Required task a: From the email about git fetch, reproduce word for word the passage starting at "Thanks for your" and ending at "this with JGit.".

Source document:
Cool! I tried this feature, and it worked! (At least, it worked for my
small test case.)

I ran on the server (after pushing the objects):

git config repack.writeBitmaps true
git repack -Ad

After this, the 'git fetch origin master2' was super quick.

Thanks for your help!

Aside: This test case is using (normal, C/sh) Git. My production
environment uses JGit on the server. I haven't tested this with JGit.

-----Original Message-----
From: Junio C Hamano <gitster@xxxxxxxxx>
Date: Thursday, October 29, 2015 at 11:42 AM
To: Matt Glazer <strager@xxxxxx>
Cc: "git@xxxxxxxxxxxxxxx" <git@xxxxxxxxxxxxxxx>
Subject: Re: git-fetch pulls already-pulled objects?

>Matt Glazar <strager@xxxxxx> writes:
>
>> Would negotiating the tree object hashes be possible on the client
>>without
>> server changes? Is the protocol that flexible?
>
>The protocol is strictly "find common ancestor in the commit
>history".  Everything else is done on the sender.

Required task b: List every line of the entries below that contains the string "label", treating uppercase and lowercase letters as different.

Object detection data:
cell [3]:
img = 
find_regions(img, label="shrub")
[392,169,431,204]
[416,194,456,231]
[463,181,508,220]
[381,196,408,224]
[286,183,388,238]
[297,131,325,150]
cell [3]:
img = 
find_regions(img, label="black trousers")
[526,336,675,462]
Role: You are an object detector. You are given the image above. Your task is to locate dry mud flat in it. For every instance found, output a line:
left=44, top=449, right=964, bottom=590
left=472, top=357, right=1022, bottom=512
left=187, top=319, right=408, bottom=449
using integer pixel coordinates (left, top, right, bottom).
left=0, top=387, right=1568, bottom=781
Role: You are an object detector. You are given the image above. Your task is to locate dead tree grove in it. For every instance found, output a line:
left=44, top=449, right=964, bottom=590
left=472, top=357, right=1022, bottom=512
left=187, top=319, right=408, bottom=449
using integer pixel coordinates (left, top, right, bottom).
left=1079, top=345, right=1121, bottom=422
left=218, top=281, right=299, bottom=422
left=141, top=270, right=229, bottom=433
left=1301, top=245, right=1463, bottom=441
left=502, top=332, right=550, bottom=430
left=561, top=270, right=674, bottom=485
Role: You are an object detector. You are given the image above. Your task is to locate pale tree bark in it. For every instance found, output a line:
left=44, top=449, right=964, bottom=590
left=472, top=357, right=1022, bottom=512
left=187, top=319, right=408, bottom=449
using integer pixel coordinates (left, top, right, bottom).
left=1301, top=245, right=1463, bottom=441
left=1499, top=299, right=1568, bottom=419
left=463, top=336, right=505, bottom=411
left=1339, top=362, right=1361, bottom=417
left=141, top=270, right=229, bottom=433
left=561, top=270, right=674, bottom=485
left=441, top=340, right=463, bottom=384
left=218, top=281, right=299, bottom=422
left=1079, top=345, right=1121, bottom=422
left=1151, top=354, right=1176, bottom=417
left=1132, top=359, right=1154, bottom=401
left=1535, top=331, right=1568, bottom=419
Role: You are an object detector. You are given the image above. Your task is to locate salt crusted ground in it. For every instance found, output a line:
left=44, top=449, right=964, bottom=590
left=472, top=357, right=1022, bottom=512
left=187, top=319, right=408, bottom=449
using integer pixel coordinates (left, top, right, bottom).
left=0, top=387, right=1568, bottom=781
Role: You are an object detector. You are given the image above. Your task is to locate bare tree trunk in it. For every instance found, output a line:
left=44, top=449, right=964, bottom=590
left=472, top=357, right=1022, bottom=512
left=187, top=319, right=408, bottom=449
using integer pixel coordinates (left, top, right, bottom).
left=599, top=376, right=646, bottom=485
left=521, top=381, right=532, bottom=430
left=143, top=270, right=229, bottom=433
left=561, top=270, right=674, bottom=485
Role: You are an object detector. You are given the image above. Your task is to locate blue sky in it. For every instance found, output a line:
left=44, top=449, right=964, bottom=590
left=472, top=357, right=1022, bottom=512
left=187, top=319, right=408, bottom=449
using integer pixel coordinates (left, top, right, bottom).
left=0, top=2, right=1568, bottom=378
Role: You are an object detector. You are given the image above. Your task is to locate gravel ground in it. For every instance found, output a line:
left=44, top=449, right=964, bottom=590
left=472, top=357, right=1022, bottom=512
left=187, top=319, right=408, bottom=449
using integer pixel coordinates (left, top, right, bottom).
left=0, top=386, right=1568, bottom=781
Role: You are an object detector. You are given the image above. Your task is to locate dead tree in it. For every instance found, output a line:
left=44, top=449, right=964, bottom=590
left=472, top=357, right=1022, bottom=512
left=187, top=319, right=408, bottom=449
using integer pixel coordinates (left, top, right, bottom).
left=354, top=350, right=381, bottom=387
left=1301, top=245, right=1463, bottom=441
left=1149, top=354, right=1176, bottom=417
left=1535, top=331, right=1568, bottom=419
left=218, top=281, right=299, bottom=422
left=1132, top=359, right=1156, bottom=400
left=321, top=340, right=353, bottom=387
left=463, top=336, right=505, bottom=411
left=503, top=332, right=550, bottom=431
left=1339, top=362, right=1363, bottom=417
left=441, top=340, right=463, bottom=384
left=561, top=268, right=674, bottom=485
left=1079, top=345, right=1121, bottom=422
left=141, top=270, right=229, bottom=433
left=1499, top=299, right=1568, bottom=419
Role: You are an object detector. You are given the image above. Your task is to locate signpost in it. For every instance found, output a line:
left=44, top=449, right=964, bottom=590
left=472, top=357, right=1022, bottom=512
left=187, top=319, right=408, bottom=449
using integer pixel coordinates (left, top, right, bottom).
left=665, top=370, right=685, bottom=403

Full answer a:
Thanks for your help!

Aside: This test case is using (normal, C/sh) Git. My production
environment uses JGit on the server. I haven't tested this with JGit.

Full answer b:
find_regions(img, label="shrub")
find_regions(img, label="black trousers")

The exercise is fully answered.